Instructions >>
1. Say whether each of the following statements agrees with the hydraulic lock excerpt, answering yes or no and quoting the deciding words of the excerpt: (a) the hydraulic lock 40 comprises two locks connected in series; (b) the battery pack 49 powers the transducer logic module 45 and the solenoid valve controller 47; (c) the hydraulic lock 40 unlocks only when both control systems operate their solenoid valves.
2. Reproduce the hydraulic lock excerpt from "In this embodiment the hydraulic" up to and including "may comprise accelerometers.", swapping "accelerometers" for "gyroscopes".

Excerpt provided >>
--- BEGIN ---

FIG. 4(a) presents a section view of a hydraulic lock 40 in accordance with a first embodiment of the present invention. In the presently described embodiment, the hydraulic lock 40 comprises first 20 a and second locks 20 b connected in parallel between the hydraulic chambers 5 a and 5 b. As can be seen from FIG. 4(a) in this embodiment the arrangement of hydraulic lines 6 and control system 8 is effectively duplicated. There are two solenoid valves 7 a and 7 b and two control systems 8 a and 8 b. Solenoid valve 7 a is connected to the hydraulic chambers 5 a and 5 b by hydraulic lines 6 a and 6 b. Solenoid valve 7 b is connected to the hydraulic chambers 5 a and 5 b by hydraulic lines 6 c and 6 d.
Each control system 8 a and 8 b comprises a control system module 42 as presented in FIG. 4(b). The control system module 42 can be seen to comprise a first pressure transducer 44 a arranged to communicate with pressure in the bore 16 and a second pressure transducer 44 b arranged to communicate with pressure in the annulus. The control system module 42 further comprises a transducer logic module 45 that communicates with the first and second pressure transducers 44 a and 44 b and a solenoid valve controller 47. The solenoid valve controller 47 controls the respective valve 7 a or 7 b. A battery pack 49 is also provided to supply power to the transducer logic module 45 and the solenoid valve controller 47.
The control system module 42 may be configured to receive the activation event. The control system module 42 may additionally be configured to transmit information to and or receive information the surface.
In this embodiment the hydraulic lock 40 unlocks if either control system 8 a or 8 b operates its respective solenoid valve 7 a or 7 b. The primary control system 8 a and secondary control system 8 b may be identical as described above. It may be preferable for the secondary control system 8 b to comprise different types of sensors to that of the primary control system 8 a. For instance, if the primary control system 8 a comprises pressure transducers 44 a and 44 b, the secondary control system 8 b may comprise accelerometers.
It is of course a simple matter to contemplate adding a tertiary control system, which would provide even greater reliability. In a further alternative embodiment the hydraulic lock 40 may comprise more than two hydraulic locks connected in parallel between the hydraulic chambers 5 a and 5 b.
The second hydraulic lock 20 b of the above described hydraulic lock 40 provides a secondary control mechanism that acts as backup arrangement partially or completely independent of the primary lock 20 a. The primary control system 8 a may comprise pressure transducers programmed to look for a pre-determined sequence of pressure signals. Should this system fail, say through malfunction of the control system 8 a electronics, there is provided a backup system, a secondary lock 20 b, with an independent power supply, the control system 8 b of which may for instance comprise accelerometers programmed to look for a pre-determined sequence of rotational operations, say 100 rotations of the drill string followed by one minute with no rotations followed by a further 100 rotations. The advantage of hydraulic lock 40 is that it extends the mean time to failure of the actuator member 1 and thereby improves its reliability.

--- END ---

Records supplied >>
--- BEGIN ---

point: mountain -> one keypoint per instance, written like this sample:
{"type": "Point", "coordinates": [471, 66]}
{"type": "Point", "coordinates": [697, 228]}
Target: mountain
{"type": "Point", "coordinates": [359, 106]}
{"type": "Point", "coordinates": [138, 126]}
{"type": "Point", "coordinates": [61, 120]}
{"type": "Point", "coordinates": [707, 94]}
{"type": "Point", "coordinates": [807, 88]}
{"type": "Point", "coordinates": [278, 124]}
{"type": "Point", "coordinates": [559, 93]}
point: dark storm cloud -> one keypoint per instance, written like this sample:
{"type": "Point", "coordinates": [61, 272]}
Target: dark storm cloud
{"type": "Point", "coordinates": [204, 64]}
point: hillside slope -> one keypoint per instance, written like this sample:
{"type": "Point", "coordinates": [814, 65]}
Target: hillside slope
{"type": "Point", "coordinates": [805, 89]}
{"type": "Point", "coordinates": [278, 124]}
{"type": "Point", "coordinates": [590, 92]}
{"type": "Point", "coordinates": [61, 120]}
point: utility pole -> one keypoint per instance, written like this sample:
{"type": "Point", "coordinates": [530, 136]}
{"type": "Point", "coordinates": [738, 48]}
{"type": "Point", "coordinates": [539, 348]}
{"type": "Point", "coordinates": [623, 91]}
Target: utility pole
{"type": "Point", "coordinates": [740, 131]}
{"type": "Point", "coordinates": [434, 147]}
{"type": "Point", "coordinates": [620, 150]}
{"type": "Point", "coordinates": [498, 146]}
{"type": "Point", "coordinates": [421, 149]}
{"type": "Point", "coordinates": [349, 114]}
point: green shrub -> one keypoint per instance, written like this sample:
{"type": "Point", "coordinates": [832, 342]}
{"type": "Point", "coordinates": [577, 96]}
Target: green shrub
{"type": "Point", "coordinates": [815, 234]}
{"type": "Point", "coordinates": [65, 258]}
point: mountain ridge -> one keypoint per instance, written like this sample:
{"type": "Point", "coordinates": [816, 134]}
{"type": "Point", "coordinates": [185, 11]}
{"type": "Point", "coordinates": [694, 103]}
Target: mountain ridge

--- END ---

Answers to each task >>
1.
(a) No: "first 20 a and second locks 20 b connected in parallel between the hydraulic chambers 5 a and 5 b"
(b) Yes: "A battery pack 49 is also provided to supply power to the transducer logic module 45 and the solenoid valve controller 47."
(c) No: "the hydraulic lock 40 unlocks if either control system 8 a or 8 b operates its respective solenoid valve 7 a or 7 b"

2.
In this embodiment the hydraulic lock 40 unlocks if either control system 8 a or 8 b operates its respective solenoid valve 7 a or 7 b. The primary control system 8 a and secondary control system 8 b may be identical as described above. It may be preferable for the secondary control system 8 b to comprise different types of sensors to that of the primary control system 8 a. For instance, if the primary control system 8 a comprises pressure transducers 44 a and 44 b, the secondary control system 8 b may comprise gyroscopes.